Requirement: Revise the listing from the line containing "Return one point" through the line containing "Target: bowl of eggs" by replacing "bowl of eggs" with "plate of eggs" and keeping everything else the same. Return only those lines.

Data provided:
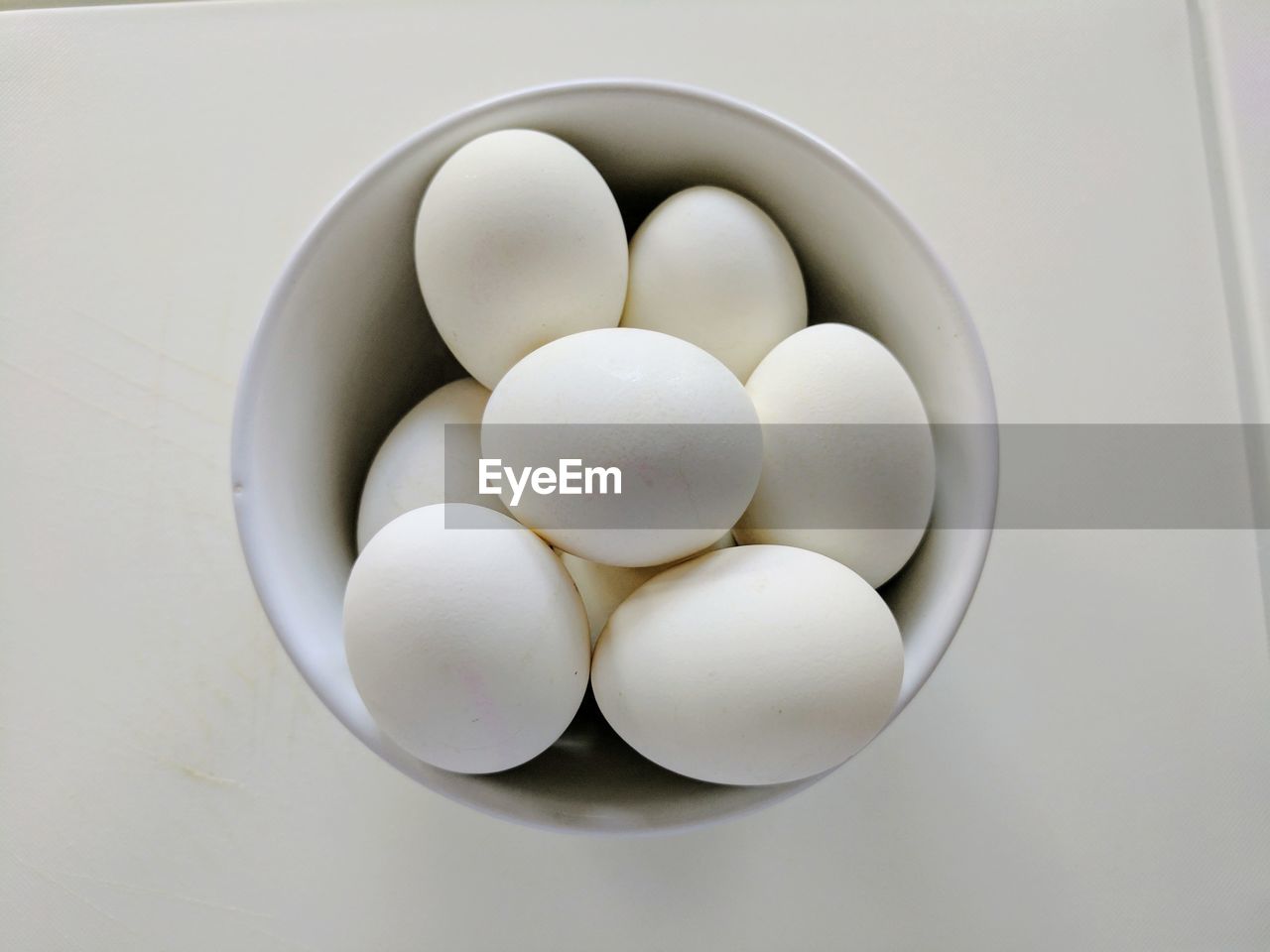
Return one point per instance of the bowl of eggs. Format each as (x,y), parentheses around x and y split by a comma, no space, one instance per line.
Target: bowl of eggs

==

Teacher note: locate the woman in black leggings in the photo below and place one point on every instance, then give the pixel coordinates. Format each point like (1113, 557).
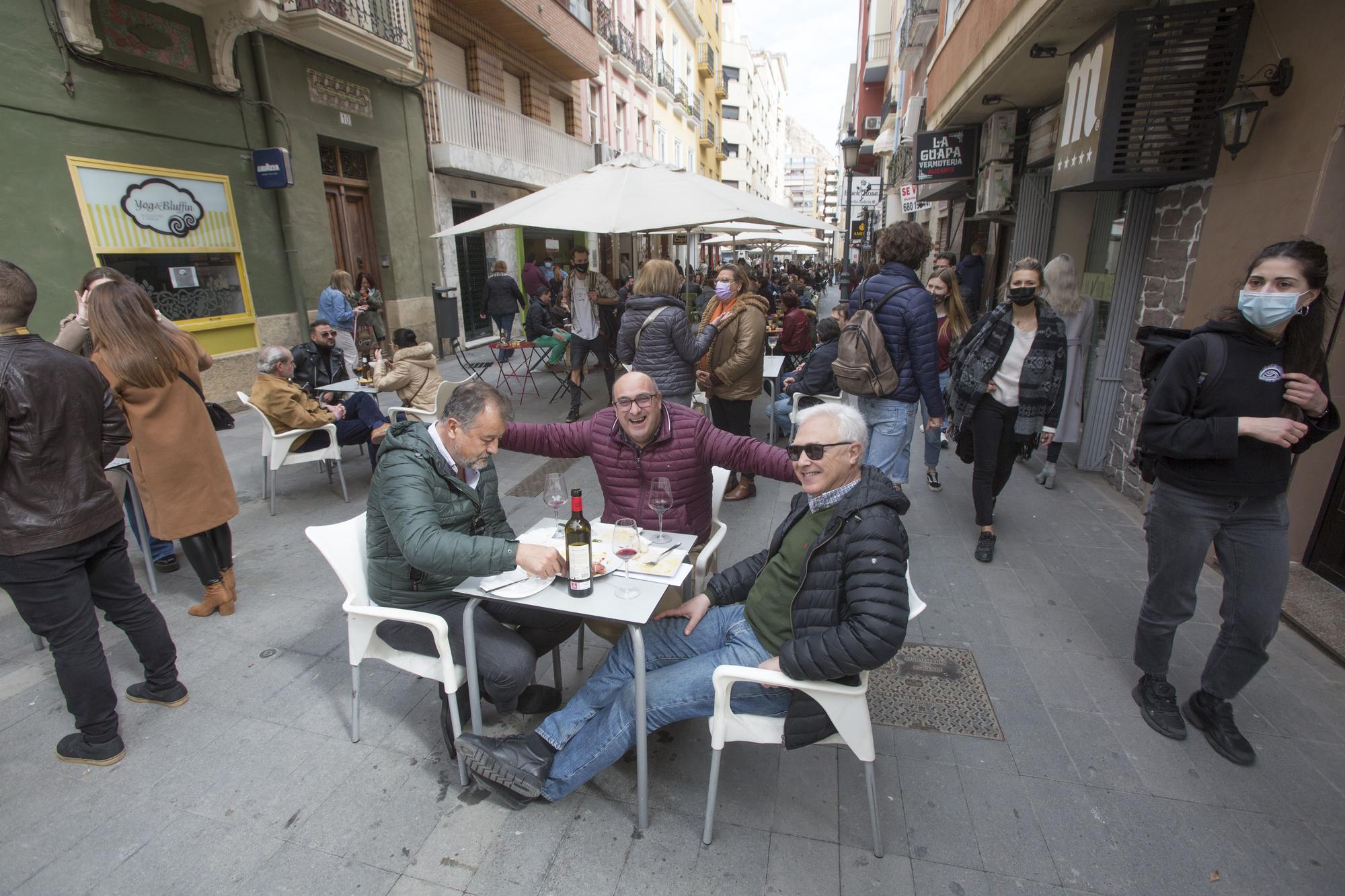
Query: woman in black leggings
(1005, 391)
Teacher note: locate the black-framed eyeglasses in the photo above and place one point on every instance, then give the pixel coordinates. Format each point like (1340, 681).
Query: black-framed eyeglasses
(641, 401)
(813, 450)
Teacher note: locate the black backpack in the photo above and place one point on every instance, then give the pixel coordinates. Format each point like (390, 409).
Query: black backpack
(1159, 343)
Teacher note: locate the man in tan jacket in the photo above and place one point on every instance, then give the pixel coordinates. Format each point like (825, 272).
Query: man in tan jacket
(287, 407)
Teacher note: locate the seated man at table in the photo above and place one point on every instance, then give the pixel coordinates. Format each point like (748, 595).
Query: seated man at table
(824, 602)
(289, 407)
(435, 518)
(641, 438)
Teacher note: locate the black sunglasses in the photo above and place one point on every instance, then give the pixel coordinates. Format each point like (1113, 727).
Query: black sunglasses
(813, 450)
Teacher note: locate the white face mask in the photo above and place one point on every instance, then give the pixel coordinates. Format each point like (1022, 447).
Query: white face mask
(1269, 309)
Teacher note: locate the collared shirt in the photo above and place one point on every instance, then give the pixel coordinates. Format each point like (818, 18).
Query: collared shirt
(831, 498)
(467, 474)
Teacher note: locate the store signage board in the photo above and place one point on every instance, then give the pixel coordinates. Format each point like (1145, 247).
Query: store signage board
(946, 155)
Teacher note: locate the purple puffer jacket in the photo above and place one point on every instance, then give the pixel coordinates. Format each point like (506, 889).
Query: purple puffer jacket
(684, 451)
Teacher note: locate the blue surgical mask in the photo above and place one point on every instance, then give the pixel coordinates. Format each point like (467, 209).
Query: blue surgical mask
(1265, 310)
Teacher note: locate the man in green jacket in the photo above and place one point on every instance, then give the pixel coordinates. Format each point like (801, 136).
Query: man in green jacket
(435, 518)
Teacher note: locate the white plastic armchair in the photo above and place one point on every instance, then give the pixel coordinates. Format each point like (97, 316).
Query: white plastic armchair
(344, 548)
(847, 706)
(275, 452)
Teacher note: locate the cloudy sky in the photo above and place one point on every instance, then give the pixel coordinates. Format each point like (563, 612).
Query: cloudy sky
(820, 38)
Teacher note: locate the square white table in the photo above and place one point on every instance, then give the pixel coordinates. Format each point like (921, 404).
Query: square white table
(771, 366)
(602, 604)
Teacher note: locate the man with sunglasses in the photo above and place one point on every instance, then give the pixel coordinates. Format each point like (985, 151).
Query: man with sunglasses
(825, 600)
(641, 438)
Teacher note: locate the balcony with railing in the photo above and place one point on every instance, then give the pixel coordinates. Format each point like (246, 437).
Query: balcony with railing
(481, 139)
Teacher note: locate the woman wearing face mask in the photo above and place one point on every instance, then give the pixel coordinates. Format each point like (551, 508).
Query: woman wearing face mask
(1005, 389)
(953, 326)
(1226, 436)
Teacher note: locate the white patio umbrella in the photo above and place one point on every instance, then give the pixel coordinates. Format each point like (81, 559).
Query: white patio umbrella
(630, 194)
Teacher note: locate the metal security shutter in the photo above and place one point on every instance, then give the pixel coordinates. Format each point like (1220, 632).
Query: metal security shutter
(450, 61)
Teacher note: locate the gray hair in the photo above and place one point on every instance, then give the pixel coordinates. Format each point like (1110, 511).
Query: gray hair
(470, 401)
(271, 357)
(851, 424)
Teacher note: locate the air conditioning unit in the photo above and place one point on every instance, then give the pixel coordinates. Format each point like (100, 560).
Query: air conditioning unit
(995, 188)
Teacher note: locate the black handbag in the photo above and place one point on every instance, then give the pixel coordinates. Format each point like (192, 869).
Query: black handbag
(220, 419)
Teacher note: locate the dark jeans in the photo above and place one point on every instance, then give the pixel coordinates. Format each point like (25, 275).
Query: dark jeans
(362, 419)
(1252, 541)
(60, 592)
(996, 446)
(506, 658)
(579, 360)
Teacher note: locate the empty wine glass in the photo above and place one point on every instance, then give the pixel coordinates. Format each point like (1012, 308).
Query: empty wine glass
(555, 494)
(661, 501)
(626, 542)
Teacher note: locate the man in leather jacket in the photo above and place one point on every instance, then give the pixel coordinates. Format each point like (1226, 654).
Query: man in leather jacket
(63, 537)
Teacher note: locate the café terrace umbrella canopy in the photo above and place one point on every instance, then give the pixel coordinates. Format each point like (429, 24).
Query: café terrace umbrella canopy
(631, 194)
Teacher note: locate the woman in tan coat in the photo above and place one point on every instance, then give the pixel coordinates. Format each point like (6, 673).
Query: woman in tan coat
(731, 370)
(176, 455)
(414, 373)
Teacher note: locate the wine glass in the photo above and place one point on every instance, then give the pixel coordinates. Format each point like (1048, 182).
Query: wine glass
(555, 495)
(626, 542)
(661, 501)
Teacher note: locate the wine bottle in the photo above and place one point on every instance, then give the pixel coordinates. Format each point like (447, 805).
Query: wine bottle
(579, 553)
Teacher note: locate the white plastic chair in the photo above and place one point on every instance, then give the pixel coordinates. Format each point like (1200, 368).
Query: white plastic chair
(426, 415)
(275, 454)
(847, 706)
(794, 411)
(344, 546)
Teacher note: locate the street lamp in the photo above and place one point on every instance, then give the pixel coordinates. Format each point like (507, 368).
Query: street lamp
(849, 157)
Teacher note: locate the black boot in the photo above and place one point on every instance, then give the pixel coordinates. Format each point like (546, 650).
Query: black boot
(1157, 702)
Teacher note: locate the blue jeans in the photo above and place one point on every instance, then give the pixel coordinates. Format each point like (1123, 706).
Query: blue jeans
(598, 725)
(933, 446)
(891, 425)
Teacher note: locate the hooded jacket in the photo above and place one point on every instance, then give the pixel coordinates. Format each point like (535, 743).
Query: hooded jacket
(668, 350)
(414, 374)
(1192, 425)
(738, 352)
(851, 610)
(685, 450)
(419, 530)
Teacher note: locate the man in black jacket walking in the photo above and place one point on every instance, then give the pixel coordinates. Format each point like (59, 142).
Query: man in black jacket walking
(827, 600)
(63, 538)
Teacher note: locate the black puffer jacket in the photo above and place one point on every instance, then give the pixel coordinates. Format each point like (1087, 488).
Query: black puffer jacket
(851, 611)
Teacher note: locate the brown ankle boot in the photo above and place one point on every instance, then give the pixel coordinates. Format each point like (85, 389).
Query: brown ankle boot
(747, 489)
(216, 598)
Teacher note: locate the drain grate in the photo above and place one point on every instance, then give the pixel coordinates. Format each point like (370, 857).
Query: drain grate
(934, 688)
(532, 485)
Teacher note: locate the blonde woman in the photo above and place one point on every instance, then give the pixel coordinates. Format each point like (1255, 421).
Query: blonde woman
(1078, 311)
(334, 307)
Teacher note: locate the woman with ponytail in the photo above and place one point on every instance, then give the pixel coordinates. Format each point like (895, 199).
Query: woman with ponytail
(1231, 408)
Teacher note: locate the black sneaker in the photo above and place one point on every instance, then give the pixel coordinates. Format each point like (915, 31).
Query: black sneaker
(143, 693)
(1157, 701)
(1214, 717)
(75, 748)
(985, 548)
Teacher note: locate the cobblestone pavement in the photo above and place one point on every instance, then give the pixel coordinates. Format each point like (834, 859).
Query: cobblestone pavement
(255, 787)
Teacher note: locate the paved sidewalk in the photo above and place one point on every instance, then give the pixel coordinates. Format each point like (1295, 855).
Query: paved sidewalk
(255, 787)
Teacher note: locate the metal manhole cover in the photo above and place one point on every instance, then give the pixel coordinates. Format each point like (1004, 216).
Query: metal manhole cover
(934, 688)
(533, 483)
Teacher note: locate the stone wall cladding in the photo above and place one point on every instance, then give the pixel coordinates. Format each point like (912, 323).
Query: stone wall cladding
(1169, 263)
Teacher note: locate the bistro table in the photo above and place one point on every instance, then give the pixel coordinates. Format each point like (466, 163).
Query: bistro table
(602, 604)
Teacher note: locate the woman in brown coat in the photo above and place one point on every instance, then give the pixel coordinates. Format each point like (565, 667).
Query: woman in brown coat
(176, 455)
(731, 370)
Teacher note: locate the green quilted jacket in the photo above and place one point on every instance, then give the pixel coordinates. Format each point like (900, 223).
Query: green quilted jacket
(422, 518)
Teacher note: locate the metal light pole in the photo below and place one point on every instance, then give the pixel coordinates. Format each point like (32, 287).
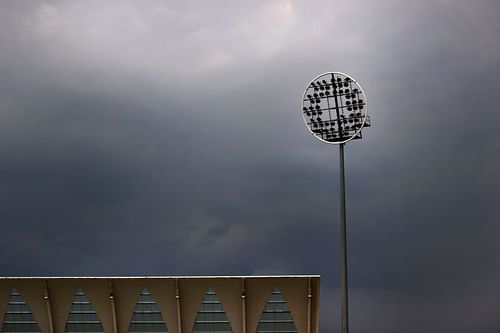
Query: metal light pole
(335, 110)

Exercise result:
Return one point per instance of the plate of eggs. Format each as (x,y), parentheses around x and y split by a comma, no space, one instance per line.
Target: plate of eggs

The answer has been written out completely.